• DOCUMENT EXTRACT:
---------------

Little kids crying in frustration, bored out of their minds, feeling like failures because they can't make heads or tails out of many of the questions - which are notoriously ill-designed. Teachers are just sick about it, recognizing that week after week of testing young children in a silent room, hour after hour, is abusive and does nothing to instill a love of learning.

It's no exaggeration to say that most schools spent the first six weeks of this school year rotating classes in and out of computer labs, lost time which could have been spent actually teaching and learning.

Consider also that all instruction will cease again sometime in early April, as once again teachers are forced to drill students on what they can only suppose might be on the end of grade tests. That leaves us with roughly seven months' of content learning - leaving our kids that much further behind states which haven't succumbed to testing madness.

Note that it is currently illegal for a NC parent to opt their child out of these tests, upon which now rest a significant part of every teacher and principal's compensation for the year. No matter if your child is hospitalized or severely disabled and incapable of speech, he or she WILL be forced to take this test.

---------------

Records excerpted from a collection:
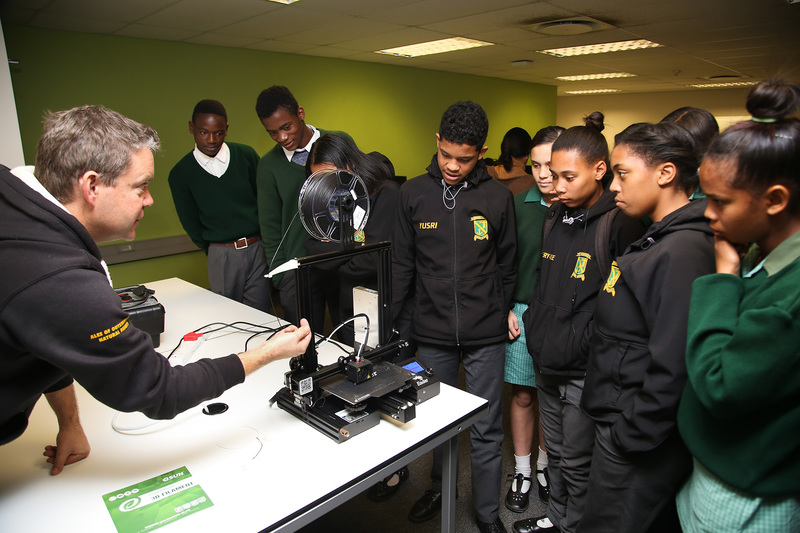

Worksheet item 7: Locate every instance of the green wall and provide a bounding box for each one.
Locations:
[4,25,556,286]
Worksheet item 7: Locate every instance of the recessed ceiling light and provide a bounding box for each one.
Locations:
[691,81,758,89]
[375,37,494,57]
[564,89,622,94]
[528,17,614,35]
[537,39,661,57]
[556,72,636,81]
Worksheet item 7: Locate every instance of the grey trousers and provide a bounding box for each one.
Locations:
[536,369,595,533]
[578,423,692,533]
[207,241,270,312]
[417,342,506,523]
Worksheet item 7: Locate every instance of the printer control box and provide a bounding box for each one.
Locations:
[114,285,164,348]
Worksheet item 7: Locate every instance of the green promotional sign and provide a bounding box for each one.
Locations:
[103,467,214,533]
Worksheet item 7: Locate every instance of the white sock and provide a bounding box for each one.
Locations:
[536,448,547,487]
[512,454,532,492]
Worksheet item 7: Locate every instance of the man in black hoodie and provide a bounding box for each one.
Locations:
[0,106,311,475]
[392,102,517,532]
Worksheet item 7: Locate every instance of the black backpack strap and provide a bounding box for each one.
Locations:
[594,207,619,278]
[542,202,562,246]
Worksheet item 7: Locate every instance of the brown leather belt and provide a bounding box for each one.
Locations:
[214,237,261,250]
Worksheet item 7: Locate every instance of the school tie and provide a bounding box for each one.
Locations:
[292,149,308,166]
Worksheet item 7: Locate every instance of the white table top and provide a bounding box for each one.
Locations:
[0,278,486,533]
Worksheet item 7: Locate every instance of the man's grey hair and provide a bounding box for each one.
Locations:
[36,105,160,203]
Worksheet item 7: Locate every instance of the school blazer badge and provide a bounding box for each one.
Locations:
[570,252,592,281]
[603,261,619,296]
[470,216,489,241]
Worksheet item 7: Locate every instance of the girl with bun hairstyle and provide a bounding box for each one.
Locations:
[578,123,714,533]
[514,112,644,533]
[486,128,533,194]
[677,80,800,533]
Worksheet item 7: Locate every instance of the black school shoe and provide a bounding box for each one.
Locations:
[511,515,559,533]
[408,490,442,524]
[536,467,550,503]
[506,474,542,513]
[367,466,409,502]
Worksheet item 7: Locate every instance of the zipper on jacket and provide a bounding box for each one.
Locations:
[450,209,461,346]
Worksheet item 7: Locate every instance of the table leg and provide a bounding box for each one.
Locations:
[442,435,458,533]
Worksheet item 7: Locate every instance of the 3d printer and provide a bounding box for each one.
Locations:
[270,170,439,442]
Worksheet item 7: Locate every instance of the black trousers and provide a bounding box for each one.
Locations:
[576,423,692,533]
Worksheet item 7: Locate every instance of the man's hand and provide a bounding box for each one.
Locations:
[42,423,91,476]
[43,385,90,476]
[239,318,312,376]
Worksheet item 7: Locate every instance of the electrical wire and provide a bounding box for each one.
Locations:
[316,313,369,360]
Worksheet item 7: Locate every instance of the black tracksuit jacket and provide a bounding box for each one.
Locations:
[581,199,716,452]
[522,192,644,378]
[392,155,517,346]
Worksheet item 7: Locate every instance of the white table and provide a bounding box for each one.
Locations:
[0,278,487,533]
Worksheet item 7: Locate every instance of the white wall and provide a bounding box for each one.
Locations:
[556,87,750,148]
[0,19,25,168]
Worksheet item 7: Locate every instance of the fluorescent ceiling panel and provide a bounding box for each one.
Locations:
[556,72,636,81]
[692,81,758,89]
[537,39,661,57]
[375,37,494,57]
[564,89,620,94]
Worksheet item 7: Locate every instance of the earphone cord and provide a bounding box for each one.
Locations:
[442,180,467,211]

---------------

• EXERCISES TO COMPLETE:
(a) Answer these questions about the text on school testing:
(i) According to the text, how many weeks at the start of this school year did most schools spend rotating classes in and out of computer labs?
(ii) When does the text say all instruction will cease again?
(iii) What does the text say about whether a North Carolina parent may opt their child out of these tests?
(b) Carry on the text about school testing from its final sentence.

• ACTIVITY ANSWERS:
(a)
(i) The first six weeks.
(ii) Sometime in early April.
(iii) It is currently illegal for a North Carolina parent to do so.

(b)
Does no one see how this scenario is a recipe for disaster? Students will be bullied and abused and, as tests scores have been monetized, cheating by WILL happen by teachers and administrators whose value as educators is now based in large part on student test scores.

This is my last year as a NC teacher. My job is to help each of my students learn a broad curriculum and develop into responsible, caring, contributing members of society. I can't stomach what all this testing is doing to them - primarily robbing them of their right to an education.

Parents, I urge you to volunteer in your child's school, and to drop in as often as you can. CMS has some amazing teachers who care deeply about their students as individuals. If current trends continue, these teachers will be pushed out of the profession. Carefully watch your school's calendar for the dozen or more state or federally required standardized tests your child will take over the course of the year. Question the necessity and purpose of these tests, and don't settle for the lie that they "measure student learning" or "measure growth".

They simply exist to line the pockets of testing companies like Pearson and give NC legislators the satisfaction of once again sticking it to teachers and students. An uneducated population is easier to control, and that's what it all boils down to.

Carol S. said...

6:13am You hit the nail on the head! Thanks for enlightening the rest of us with your teacher perspective. Good luck this year to all of the concerned, competent and caring teachers.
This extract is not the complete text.